[Entries from a set of point annotations]
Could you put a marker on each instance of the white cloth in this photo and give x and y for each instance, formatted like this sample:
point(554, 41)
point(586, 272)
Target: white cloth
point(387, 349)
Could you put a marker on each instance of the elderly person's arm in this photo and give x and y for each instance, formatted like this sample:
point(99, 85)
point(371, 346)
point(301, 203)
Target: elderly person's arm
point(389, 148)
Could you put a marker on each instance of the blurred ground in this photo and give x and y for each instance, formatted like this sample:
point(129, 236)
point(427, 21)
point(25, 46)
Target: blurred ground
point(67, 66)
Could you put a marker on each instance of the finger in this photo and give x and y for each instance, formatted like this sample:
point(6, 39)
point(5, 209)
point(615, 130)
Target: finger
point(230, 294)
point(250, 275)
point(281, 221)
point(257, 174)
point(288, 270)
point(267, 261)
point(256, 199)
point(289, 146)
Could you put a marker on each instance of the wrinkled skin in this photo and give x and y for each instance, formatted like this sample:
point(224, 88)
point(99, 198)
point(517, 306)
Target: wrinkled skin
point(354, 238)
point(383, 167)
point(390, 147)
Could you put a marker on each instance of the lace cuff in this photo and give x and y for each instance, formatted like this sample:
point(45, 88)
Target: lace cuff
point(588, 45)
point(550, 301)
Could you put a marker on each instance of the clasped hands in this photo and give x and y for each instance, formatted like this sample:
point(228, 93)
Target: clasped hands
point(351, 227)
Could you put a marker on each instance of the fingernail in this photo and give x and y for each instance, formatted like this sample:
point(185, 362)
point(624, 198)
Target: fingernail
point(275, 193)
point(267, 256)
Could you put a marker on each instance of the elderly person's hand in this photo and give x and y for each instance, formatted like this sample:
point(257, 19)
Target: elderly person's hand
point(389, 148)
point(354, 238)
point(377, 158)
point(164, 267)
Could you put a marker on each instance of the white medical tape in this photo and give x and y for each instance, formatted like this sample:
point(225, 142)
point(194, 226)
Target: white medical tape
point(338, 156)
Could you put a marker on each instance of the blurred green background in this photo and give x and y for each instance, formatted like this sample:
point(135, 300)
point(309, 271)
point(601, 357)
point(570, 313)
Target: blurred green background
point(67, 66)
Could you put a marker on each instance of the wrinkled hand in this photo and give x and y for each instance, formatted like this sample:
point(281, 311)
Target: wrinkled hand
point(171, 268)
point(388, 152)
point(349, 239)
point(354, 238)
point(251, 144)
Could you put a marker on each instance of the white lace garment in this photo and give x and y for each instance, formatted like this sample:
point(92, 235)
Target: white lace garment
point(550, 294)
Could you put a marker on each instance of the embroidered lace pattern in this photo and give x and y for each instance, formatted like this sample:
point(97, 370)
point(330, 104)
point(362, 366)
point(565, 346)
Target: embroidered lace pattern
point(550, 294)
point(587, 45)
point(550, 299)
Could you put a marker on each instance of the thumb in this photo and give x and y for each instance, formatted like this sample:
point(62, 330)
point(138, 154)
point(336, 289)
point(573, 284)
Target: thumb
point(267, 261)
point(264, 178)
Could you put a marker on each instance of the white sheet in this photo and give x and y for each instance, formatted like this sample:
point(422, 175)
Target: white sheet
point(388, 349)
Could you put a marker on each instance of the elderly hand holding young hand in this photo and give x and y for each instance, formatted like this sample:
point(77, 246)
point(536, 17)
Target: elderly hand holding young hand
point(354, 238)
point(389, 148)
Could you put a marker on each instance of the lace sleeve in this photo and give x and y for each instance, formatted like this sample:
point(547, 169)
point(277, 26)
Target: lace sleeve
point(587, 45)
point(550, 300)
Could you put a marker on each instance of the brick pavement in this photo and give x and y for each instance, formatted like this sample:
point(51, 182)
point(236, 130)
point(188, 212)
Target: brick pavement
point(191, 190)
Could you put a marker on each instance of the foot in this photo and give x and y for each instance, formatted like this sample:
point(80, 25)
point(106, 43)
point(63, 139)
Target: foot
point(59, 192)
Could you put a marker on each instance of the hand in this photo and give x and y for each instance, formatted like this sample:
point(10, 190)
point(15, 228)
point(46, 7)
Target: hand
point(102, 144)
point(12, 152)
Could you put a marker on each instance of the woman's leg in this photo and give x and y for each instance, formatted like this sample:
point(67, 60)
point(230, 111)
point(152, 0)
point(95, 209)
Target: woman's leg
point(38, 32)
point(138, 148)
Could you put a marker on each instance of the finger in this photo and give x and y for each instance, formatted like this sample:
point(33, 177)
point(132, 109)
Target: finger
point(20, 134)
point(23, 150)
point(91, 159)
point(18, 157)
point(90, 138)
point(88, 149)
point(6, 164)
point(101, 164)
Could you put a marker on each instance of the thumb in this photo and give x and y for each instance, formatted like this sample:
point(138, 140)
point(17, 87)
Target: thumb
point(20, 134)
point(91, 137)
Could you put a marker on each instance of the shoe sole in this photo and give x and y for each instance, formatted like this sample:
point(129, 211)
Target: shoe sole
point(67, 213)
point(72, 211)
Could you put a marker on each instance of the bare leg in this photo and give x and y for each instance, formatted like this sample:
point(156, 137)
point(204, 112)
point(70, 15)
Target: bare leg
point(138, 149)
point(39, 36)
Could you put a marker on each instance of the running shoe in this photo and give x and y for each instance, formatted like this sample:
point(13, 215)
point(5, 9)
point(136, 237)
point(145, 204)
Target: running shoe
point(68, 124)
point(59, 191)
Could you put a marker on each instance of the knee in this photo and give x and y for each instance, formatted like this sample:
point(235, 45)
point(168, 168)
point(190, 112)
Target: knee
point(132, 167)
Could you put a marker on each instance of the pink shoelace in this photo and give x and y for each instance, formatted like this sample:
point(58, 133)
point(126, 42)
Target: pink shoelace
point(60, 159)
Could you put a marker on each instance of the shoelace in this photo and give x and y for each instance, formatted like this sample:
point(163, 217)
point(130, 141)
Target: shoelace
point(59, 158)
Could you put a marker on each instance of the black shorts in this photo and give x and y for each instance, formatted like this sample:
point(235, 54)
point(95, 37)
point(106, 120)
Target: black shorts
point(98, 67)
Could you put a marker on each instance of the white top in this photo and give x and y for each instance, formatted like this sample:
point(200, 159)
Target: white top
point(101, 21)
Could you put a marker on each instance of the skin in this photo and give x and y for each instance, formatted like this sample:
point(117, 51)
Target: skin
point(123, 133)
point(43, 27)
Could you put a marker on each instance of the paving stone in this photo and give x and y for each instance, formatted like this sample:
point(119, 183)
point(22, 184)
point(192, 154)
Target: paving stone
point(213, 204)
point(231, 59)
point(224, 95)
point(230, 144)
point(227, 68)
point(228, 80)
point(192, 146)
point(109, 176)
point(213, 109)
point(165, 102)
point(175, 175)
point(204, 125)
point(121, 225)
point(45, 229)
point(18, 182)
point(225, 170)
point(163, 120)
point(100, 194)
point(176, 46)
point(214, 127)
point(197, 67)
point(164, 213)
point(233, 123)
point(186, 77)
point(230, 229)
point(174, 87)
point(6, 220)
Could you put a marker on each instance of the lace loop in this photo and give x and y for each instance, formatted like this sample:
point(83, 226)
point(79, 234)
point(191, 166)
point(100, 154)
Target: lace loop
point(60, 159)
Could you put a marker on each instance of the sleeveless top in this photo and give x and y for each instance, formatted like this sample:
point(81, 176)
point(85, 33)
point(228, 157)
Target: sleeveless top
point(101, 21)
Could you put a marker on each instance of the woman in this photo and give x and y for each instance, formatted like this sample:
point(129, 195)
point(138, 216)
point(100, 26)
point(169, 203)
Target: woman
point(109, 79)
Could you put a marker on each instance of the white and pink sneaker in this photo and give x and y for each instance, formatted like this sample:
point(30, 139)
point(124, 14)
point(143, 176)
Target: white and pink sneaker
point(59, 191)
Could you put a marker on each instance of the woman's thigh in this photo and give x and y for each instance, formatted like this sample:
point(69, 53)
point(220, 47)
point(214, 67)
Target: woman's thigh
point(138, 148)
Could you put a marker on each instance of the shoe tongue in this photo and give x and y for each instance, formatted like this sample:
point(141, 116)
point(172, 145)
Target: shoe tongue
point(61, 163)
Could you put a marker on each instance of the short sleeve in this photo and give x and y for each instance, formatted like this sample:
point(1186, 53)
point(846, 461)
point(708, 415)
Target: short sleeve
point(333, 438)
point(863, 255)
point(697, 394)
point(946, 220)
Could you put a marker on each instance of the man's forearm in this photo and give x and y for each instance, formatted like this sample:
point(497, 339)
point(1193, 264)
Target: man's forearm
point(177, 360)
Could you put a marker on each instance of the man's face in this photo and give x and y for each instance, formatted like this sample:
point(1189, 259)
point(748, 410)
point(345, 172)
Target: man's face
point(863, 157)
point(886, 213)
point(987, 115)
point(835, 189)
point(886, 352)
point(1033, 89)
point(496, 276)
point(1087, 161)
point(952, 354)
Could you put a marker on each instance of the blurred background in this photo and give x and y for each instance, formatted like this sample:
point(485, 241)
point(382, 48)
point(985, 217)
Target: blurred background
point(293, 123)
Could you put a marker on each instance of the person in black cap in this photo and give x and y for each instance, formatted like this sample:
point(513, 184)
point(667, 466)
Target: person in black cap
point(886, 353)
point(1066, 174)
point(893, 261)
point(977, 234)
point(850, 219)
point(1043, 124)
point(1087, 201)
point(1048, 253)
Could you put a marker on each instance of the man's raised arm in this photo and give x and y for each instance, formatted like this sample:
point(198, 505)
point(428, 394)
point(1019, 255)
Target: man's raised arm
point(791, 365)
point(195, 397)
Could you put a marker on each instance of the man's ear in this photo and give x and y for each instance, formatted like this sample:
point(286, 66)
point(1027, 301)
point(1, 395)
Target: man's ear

EXERCISE TASK —
Copy out, unchanged, everything above from the line containing "the blurred background" down to the line containing "point(293, 123)", both of those lines included.

SOLUTION —
Could you put a marker on each instance of the blurred background in this photo and give x and y for each instance, formatted like this sample:
point(485, 241)
point(382, 48)
point(985, 217)
Target: blurred background
point(293, 123)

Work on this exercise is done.